(Object point labels)
Begin

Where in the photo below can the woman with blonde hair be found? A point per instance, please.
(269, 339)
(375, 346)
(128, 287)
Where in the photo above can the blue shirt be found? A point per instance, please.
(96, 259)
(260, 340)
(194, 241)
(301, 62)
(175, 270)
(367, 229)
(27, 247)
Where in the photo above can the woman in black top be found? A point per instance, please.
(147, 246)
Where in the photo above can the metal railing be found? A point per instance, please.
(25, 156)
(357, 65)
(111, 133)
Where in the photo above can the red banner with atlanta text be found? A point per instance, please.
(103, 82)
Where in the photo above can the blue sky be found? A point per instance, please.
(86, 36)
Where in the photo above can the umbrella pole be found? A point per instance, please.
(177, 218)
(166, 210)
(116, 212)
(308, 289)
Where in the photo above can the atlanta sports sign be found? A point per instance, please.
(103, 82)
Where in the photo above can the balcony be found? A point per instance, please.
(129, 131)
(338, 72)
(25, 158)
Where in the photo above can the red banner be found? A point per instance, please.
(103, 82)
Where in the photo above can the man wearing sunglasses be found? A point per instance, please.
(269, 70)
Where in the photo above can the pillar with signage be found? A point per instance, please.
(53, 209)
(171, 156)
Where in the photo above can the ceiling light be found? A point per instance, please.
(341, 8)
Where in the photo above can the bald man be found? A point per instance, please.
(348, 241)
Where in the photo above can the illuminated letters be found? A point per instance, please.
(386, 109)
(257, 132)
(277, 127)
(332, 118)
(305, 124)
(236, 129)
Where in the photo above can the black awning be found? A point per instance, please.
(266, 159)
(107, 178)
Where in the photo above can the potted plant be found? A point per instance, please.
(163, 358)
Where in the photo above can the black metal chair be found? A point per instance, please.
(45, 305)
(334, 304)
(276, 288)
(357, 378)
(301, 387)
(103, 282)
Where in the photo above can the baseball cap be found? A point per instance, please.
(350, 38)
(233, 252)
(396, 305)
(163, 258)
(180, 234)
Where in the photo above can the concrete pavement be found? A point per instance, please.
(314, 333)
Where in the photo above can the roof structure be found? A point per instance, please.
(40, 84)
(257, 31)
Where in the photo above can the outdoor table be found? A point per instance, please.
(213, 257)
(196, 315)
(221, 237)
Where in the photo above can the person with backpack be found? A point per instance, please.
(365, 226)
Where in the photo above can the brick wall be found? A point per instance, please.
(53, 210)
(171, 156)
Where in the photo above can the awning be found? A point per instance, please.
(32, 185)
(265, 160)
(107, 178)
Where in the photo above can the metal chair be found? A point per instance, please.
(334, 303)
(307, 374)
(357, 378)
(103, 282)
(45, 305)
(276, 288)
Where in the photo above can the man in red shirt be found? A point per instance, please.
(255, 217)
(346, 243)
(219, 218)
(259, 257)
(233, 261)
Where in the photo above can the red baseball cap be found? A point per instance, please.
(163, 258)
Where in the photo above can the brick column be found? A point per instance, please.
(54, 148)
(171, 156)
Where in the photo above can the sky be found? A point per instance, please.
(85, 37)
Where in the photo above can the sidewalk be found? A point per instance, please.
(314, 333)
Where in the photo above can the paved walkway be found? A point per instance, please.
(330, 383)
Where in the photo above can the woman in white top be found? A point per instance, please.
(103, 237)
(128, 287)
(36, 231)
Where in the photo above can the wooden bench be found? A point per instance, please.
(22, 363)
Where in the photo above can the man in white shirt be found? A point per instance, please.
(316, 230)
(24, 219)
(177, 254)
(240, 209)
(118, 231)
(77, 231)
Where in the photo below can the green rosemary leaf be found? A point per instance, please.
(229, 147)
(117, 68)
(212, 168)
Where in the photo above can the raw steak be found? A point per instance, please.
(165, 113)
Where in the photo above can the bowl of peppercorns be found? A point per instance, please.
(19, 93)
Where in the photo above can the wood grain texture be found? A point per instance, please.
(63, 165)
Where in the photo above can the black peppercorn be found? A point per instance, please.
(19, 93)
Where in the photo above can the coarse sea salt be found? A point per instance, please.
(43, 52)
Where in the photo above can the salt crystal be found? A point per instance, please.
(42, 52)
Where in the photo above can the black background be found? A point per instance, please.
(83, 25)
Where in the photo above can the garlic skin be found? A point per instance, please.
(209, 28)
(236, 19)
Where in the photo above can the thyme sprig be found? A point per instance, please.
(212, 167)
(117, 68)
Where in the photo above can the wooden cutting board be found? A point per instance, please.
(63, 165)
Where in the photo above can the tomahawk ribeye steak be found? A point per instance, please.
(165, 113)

End

Render the entries from the line containing "Where in the photo above can the coarse" through the end of the entries as a two-column CSV with the headers entry_text and answer. Give one row per entry, put each value in a single quoted field, and replace any line breaks with spaces.

▶ [Solution to the exercise]
entry_text,answer
"Where in the photo above can the coarse sea salt be found? A point per instance, please.","(43, 52)"
"Where in the photo above can the salt crystal be found? A point per instance, please.","(42, 52)"
"Where in the photo above can the black background be found? A point per instance, please.","(83, 25)"
"Where in the photo above can the garlic skin be found? A point per instance, please.","(209, 28) (236, 19)"
"Where in the photo above can the thyme sprig be found? A point per instance, please.","(212, 167) (117, 68)"
"Where in the photo above can the wooden cutting board be found? A point per instance, please.","(63, 165)"
"Where in the photo above can the tomahawk ribeye steak be found? A point per instance, please.","(165, 113)"